▼

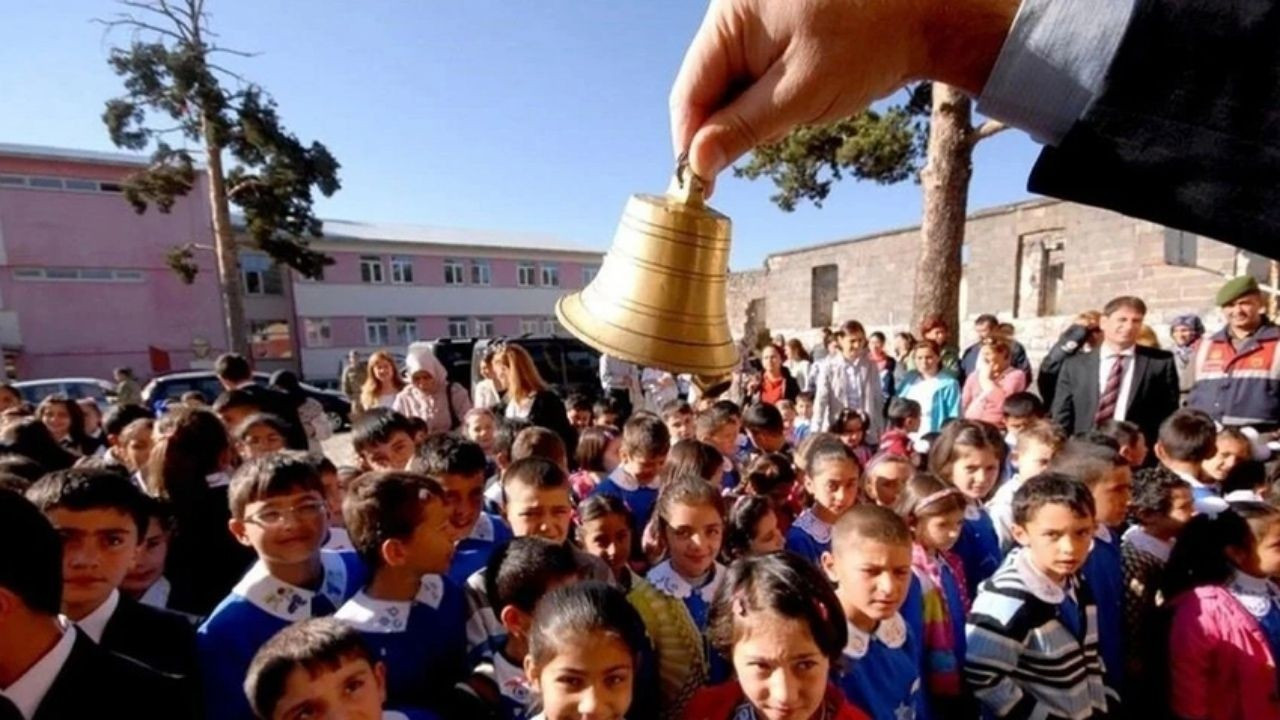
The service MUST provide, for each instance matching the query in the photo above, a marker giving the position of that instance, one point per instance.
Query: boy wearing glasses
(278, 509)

▲
▼

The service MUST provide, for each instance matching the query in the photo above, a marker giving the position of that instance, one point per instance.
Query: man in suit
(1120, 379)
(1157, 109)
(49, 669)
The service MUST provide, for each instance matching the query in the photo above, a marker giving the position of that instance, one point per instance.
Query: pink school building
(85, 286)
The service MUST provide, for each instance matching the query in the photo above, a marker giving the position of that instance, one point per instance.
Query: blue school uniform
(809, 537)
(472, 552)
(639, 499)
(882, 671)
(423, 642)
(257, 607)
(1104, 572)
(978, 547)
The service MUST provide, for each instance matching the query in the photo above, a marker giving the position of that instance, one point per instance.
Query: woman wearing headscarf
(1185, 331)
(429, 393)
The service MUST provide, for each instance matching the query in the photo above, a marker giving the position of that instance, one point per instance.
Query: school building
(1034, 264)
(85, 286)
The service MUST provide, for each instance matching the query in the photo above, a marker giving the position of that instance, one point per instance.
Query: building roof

▲
▼

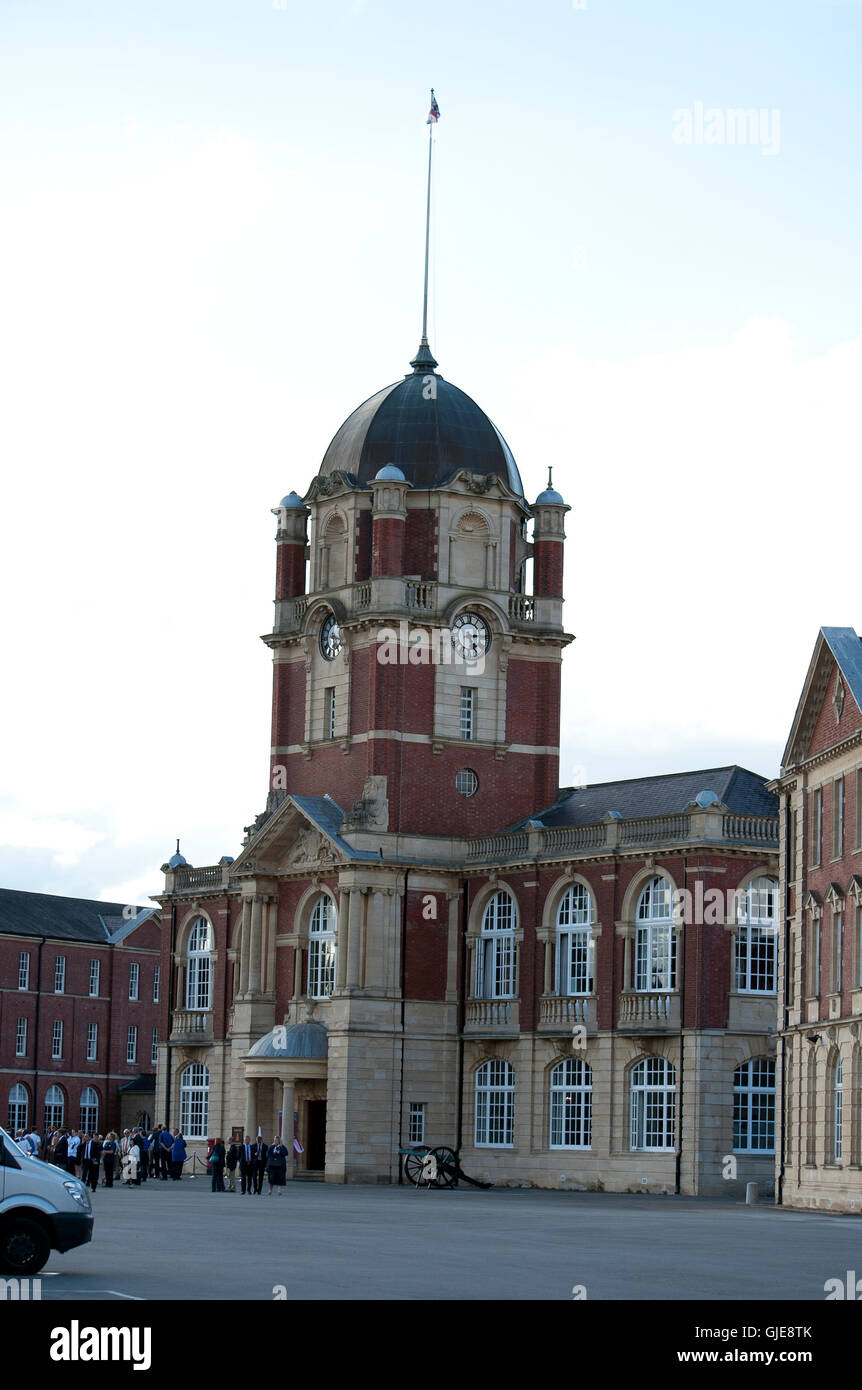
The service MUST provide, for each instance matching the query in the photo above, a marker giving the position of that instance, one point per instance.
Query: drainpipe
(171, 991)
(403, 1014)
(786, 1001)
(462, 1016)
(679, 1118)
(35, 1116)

▲

TASK OBJECTIVE ::
The required answer is the exact run of lines above starting at the line with "Query: pink school building" and ending at the line with "Query: building roof", with both ends present.

TASK RESULT ::
Query: pink school building
(85, 286)
The service MUST provide, for each instance matching the query in the photo above, a marker giving the position of that instance, one point per instance.
Query: blue school uniform
(809, 537)
(472, 552)
(639, 499)
(882, 671)
(423, 642)
(257, 607)
(1104, 572)
(978, 547)
The service MUST provide, for each instance matching the query in the photo above, a marker giving the position of that instance, one point per instance.
Query: woman wearing headscarf
(1185, 331)
(429, 393)
The service MUST provide, for each instance matching the query in the photo above, a marker giving the position of that instance, one point per instance.
Query: school building
(1034, 264)
(85, 286)
The service MUST provide, for each instance matching the query in the photo above, a marker giving the position of that instance, one point per instance.
Query: building roof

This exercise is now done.